> Set tasks
1. Do these statements agree with the wrestling recap? (a) Akbar bought the contract of Hercules from Cornette. (b) Reed accepts the Akbar deal. (c) Landell gives the watch to Reed. Answer yes or no for each and quote the deciding words of the recap.
2. Recast the collected data from the line with "the distant ridge" up to and including the line with "[(348, 222)]" as a JSON list of strings, one string per line, leaving out blank lines.

Akbar reminds us all that Dibiase and “The Rat Pack” is back. I’m guessing this was Dibiase and Steve Williams under the old faction name that he had a good run with (Borne and Hacksaw Duggan). In this case he’s threatening Duggan.
Now it’s a week later. Jim Ross is in the ring for a “press conference” with Gen. Akbar, Hercules, Buddy Landell, and Jim Cornette in a mask. I forget why Cornette is in a mask, but it’s an amusing angle. Akbar has purchased the contract of Hercules from Cornette. The detail work here blows away modern wrestling and makes me sad. Oh well, I appreciate that they use to do it. Akbar has given Hercules one of his head dressings and made him an honorary Sheik.
Landell cuts Akbar off. “I gottem’ for ya baby. I told ya. I got him”. Landell is patting them both on the back. Funny stuff.
Akbar admonishes Landell. This is the Akbar I remember from WCCW that I both feared yet loved as a kid. He’s just worthless during the actual matches. Once again, watching the angles adds anywhere from a half to a full point to voters scores, I’ll bet you any money. I’m not being bullied on my ballot, don’t you worry you two people reading this. Stay strong.
Akbar notices the watch on Landell. He demands his get what he wants. Landell tries to play it cool like a used car salesman and says he’ll deliver today. Really good subtle and NATURAL stuff. Nothing like the obvious over scripted stuff today, but just as effective I’m sure. The entire faction leaves.
Now it’s later in the show. Jim Ross is announcing the next match. Butch Reed is in the ring and Landell grabs Ross’ attention. He says over the mic he has business to discuss. He talks to Reed but just off mic, which is awesome, cause all you get is Reed’s reaction.
“Wha..What? I AM the man, boy. Don’t you know who I am?”
Reed was awesome on the mic and episodically I can see his matches were much better seeing this stuff week to week and being at the shows live as he yelled at opponents. He says he ran JYD out of Mid South and beat up Master Gee. Reed says he stands alone and in effect turns down the Akbar deal, and Landell is comparable modern times to Larry Sweeny during a deal falling apart. His last ditch effort is the watch, which he gives to Reed. Reed is insulted. Oops! Reed broke it. Landell freaks and shoves him, and Reed’s shove back results in an awesome bump from Landell.

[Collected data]

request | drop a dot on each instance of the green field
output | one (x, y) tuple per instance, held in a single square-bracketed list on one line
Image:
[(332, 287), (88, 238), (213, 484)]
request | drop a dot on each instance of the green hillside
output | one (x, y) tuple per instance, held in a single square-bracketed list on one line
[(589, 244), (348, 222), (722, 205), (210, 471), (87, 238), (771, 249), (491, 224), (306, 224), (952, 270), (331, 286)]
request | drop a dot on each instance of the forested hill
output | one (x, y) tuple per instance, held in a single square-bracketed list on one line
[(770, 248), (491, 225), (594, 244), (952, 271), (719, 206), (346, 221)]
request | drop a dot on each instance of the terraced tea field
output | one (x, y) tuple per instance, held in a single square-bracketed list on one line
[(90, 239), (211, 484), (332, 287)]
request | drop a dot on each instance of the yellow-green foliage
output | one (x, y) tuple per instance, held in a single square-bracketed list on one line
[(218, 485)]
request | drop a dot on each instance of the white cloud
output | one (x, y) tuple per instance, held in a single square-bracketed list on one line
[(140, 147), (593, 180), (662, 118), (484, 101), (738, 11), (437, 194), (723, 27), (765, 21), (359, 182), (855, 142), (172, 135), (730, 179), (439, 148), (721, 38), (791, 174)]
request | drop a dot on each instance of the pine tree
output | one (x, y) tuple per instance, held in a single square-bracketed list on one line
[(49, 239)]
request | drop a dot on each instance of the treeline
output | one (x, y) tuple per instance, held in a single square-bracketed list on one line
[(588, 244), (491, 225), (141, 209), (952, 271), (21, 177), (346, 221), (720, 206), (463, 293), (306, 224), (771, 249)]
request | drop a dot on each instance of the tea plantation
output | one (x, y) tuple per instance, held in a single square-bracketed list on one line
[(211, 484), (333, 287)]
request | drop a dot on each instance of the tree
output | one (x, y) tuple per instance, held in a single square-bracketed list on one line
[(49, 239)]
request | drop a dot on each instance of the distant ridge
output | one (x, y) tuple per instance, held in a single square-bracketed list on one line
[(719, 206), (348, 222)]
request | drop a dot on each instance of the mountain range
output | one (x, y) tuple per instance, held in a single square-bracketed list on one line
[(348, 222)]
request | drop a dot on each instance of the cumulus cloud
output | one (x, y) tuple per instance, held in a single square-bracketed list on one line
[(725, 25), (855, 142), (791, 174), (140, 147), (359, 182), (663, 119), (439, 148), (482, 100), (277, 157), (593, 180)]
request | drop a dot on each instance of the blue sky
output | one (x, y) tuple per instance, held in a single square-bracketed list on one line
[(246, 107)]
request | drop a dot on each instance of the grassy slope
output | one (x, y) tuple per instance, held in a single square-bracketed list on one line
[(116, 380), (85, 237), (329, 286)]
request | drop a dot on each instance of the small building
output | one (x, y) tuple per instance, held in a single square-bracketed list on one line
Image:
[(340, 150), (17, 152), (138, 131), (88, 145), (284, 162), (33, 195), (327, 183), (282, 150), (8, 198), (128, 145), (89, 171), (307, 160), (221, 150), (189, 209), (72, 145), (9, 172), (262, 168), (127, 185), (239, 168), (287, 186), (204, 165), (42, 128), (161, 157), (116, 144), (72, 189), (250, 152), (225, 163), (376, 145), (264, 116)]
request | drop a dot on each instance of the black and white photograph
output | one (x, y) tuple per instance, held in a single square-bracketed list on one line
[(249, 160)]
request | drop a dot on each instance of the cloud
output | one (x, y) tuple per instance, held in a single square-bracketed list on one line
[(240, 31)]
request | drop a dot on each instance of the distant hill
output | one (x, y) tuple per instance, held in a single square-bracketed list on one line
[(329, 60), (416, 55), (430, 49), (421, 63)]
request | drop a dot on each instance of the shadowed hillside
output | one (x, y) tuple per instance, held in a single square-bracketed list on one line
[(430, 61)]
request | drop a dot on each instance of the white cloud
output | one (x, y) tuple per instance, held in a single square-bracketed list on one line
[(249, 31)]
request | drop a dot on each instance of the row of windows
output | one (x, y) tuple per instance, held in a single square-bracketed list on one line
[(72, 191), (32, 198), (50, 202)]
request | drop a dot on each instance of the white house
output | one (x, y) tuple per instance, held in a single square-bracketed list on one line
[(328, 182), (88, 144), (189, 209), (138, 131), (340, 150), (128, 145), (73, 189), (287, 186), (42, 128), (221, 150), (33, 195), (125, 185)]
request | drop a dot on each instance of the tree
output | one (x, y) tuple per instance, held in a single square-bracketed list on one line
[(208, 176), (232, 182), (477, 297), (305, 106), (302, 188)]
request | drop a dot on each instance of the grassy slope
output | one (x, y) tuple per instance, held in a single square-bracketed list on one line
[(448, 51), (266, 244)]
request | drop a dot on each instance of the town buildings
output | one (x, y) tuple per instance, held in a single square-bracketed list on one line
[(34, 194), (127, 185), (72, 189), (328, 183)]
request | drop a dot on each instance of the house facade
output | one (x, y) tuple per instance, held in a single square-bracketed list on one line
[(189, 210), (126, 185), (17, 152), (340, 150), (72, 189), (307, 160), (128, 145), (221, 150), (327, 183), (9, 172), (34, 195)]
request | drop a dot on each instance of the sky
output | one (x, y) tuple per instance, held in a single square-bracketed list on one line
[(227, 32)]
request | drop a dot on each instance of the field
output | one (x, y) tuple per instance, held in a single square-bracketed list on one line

> Responses per task
1.
(a) Yes: "Akbar has purchased the contract of Hercules from Cornette."
(b) No: "Reed says he stands alone and in effect turns down the Akbar deal"
(c) Yes: "His last ditch effort is the watch, which he gives to Reed."

2.
[
  "request | drop a dot on each instance of the distant ridge",
  "output | one (x, y) tuple per instance, held in a single square-bracketed list on one line",
  "[(719, 206), (348, 222)]",
  "request | drop a dot on each instance of the mountain range",
  "output | one (x, y) tuple per instance, held in a single square-bracketed list on one line",
  "[(348, 222)]"
]